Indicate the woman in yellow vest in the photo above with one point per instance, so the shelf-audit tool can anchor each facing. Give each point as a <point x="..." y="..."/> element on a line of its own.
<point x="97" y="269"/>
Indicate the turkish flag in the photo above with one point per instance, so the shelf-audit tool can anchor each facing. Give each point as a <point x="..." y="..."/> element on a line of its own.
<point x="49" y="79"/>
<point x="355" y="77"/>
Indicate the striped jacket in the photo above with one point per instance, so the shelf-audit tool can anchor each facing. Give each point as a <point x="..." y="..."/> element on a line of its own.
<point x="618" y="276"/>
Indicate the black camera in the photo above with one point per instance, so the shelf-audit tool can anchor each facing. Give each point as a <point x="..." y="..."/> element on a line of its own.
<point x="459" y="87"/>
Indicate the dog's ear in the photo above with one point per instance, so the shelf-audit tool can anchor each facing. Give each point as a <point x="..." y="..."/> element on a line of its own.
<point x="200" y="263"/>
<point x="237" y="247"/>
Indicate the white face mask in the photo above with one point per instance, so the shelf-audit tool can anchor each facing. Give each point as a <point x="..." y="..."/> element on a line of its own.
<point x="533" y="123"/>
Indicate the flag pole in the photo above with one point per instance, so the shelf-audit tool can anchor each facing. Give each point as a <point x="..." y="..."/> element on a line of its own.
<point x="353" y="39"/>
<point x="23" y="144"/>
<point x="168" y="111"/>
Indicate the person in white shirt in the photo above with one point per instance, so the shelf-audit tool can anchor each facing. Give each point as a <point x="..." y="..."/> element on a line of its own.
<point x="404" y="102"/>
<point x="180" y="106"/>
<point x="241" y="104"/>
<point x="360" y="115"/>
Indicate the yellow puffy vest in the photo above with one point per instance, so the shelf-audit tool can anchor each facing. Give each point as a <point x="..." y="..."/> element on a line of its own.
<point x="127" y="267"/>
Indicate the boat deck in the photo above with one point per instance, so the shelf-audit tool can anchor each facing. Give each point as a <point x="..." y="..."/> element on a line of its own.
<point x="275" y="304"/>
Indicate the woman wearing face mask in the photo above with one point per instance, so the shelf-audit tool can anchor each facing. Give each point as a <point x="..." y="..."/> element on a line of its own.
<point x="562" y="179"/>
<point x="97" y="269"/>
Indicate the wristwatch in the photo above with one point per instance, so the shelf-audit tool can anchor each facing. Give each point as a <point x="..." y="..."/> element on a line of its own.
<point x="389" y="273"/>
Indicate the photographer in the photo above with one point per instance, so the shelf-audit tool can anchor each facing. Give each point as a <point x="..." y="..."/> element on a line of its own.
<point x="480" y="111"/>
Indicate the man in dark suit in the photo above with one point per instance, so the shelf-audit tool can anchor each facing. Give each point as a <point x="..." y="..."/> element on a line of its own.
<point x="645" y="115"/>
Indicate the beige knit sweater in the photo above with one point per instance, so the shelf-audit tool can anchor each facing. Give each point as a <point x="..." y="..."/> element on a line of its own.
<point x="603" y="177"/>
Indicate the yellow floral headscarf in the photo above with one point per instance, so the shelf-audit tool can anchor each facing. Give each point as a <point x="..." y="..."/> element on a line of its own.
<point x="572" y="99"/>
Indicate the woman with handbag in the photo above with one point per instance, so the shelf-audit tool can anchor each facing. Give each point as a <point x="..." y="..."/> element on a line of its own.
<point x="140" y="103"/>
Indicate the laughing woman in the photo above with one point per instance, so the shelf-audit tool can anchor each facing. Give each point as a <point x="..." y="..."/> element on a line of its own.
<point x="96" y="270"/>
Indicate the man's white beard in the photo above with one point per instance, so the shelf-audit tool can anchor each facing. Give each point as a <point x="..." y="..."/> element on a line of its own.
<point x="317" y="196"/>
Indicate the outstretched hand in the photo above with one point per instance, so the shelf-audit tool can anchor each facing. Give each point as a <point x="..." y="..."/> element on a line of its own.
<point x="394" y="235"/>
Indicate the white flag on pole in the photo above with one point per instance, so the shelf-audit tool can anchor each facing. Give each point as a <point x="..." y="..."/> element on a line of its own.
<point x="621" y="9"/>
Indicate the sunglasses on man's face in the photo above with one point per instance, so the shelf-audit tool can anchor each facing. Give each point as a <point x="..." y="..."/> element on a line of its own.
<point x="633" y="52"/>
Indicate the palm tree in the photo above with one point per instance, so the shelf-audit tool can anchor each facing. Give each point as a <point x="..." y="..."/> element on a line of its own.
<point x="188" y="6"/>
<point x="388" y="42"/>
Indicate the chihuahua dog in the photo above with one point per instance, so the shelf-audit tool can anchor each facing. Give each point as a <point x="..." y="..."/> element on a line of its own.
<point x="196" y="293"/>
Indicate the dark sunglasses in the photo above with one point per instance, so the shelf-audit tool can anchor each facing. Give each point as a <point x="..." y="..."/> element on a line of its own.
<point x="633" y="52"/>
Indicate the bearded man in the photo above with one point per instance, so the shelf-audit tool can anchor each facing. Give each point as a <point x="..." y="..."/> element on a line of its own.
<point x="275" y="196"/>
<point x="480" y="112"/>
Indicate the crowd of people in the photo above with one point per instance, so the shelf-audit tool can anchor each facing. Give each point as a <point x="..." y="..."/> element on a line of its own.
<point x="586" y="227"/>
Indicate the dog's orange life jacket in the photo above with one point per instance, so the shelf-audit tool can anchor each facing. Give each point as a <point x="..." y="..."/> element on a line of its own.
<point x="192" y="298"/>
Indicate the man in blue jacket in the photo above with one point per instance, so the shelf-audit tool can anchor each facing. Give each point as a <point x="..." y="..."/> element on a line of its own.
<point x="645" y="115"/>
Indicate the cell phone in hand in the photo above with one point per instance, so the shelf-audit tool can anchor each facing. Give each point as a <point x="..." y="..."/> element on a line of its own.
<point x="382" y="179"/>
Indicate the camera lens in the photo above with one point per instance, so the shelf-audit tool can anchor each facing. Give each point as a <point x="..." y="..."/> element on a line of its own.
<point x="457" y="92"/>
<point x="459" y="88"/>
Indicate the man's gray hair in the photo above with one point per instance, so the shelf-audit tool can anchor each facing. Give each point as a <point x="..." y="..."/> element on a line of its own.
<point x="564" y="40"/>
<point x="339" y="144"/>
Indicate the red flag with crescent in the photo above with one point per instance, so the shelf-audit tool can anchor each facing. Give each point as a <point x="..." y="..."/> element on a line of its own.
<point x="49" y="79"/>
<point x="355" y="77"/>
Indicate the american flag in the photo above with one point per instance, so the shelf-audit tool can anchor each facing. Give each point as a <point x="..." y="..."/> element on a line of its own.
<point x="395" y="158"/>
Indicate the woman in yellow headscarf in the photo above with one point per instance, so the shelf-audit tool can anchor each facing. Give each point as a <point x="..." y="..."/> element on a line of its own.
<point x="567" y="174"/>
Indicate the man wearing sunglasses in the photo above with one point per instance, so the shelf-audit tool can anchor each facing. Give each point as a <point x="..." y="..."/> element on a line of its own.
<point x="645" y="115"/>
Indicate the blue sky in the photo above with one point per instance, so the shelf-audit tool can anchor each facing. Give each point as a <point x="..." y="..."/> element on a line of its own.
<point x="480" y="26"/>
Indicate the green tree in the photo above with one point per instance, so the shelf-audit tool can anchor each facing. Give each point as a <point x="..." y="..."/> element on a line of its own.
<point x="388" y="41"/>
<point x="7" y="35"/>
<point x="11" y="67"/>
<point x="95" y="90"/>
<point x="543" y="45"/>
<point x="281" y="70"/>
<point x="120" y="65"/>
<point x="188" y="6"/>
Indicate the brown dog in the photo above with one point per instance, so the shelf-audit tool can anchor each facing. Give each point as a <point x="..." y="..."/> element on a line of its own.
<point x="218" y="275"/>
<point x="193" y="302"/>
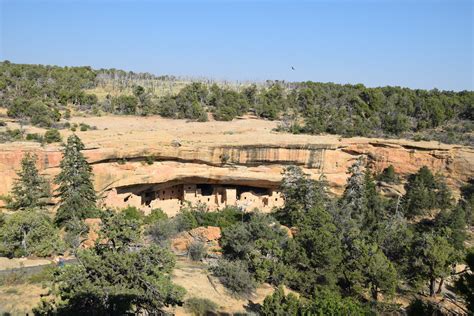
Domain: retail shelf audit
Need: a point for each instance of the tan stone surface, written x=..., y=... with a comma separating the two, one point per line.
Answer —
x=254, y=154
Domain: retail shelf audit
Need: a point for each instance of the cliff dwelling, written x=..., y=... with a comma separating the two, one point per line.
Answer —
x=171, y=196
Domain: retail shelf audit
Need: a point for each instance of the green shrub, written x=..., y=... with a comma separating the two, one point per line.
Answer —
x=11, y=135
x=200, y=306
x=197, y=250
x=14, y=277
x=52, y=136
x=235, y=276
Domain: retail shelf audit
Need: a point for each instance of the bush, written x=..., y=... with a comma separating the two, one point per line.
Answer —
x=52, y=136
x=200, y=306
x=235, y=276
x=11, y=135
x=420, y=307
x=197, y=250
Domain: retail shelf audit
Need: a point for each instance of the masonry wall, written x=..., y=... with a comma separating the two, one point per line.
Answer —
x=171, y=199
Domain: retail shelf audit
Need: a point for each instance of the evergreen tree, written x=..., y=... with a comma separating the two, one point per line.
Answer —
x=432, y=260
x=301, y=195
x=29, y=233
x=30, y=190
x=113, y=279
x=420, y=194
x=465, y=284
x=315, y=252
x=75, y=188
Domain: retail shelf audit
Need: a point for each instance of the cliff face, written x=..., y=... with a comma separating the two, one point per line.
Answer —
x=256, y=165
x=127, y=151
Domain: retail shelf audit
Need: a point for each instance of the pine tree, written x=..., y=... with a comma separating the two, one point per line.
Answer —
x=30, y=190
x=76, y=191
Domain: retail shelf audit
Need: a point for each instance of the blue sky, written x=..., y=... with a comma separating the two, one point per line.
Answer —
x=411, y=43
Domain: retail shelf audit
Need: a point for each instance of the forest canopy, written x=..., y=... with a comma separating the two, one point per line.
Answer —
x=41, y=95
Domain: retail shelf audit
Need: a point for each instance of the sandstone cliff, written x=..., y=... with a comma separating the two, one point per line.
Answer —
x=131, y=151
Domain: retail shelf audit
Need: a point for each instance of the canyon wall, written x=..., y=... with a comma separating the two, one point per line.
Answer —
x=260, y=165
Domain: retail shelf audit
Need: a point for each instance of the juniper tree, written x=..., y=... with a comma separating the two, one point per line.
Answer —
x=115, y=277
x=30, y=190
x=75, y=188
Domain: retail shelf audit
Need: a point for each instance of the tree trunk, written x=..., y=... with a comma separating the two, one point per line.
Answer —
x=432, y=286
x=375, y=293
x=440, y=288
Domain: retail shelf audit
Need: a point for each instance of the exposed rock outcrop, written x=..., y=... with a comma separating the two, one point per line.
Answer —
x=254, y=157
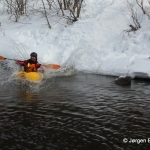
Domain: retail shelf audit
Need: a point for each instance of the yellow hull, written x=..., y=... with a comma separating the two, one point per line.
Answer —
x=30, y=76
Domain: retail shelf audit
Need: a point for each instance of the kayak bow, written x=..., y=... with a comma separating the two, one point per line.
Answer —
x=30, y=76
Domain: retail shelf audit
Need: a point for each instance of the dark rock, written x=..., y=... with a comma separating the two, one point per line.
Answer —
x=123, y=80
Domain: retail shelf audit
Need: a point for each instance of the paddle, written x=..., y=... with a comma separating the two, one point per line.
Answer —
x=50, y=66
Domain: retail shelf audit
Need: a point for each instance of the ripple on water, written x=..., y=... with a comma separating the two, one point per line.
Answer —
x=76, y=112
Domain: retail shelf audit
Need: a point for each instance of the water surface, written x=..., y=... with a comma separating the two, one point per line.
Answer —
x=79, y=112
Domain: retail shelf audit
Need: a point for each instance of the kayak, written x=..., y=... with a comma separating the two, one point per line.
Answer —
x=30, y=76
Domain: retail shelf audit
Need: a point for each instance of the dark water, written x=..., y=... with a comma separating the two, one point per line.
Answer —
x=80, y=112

========

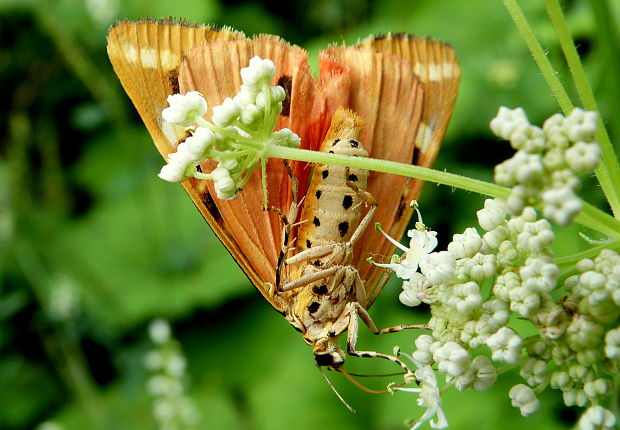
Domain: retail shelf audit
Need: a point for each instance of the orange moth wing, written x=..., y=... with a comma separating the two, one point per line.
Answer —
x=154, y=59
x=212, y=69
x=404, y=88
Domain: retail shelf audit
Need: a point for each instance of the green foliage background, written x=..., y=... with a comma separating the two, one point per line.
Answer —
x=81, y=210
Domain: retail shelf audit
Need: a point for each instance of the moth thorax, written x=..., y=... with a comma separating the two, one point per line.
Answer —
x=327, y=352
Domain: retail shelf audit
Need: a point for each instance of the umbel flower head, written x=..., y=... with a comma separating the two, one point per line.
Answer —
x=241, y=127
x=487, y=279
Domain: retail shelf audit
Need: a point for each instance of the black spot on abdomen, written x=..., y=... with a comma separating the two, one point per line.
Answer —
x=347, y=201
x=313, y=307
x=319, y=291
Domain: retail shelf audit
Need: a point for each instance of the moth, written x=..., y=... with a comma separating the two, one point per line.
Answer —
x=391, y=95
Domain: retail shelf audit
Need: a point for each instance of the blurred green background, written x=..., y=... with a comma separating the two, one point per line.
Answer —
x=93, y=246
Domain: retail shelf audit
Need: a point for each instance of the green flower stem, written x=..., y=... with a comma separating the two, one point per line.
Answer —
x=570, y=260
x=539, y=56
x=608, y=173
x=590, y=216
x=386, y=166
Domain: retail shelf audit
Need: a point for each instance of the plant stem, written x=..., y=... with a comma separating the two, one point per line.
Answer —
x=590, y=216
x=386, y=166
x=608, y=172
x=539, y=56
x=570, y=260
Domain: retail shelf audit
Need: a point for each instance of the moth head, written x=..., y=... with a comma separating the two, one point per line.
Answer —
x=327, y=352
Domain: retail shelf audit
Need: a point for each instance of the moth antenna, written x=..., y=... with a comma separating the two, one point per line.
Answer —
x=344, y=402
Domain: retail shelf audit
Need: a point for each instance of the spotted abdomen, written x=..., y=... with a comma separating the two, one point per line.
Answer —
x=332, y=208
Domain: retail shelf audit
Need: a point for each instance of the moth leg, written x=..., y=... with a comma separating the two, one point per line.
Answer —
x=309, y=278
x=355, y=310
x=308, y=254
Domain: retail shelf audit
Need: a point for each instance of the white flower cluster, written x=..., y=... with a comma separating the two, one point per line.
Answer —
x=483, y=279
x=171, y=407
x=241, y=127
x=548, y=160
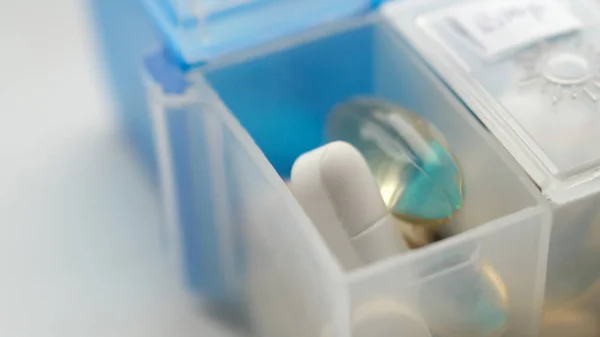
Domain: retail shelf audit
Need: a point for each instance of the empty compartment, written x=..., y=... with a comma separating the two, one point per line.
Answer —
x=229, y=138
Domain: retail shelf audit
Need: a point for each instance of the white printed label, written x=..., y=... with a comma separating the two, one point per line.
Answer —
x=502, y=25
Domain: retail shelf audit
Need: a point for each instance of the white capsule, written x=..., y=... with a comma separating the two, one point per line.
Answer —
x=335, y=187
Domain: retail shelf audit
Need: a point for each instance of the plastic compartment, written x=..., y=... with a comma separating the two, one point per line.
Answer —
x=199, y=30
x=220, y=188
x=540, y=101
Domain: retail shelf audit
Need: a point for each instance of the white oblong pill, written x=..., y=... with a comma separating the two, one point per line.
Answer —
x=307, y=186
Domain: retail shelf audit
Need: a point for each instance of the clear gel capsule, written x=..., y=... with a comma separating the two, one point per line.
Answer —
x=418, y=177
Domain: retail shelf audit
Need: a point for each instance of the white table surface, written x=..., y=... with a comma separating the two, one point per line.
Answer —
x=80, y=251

========

## Exercise prompt
Identify every line in the listing that contains the word "compartment", with case counting, and copy each of those lines.

## Response below
Need: a point for each instance of the empty compartment, written x=..., y=... with a comma separating the two, one point per line.
Need: a point for each instance of the plastic compartment, written x=..., y=... with a comma separating the two, one point per line.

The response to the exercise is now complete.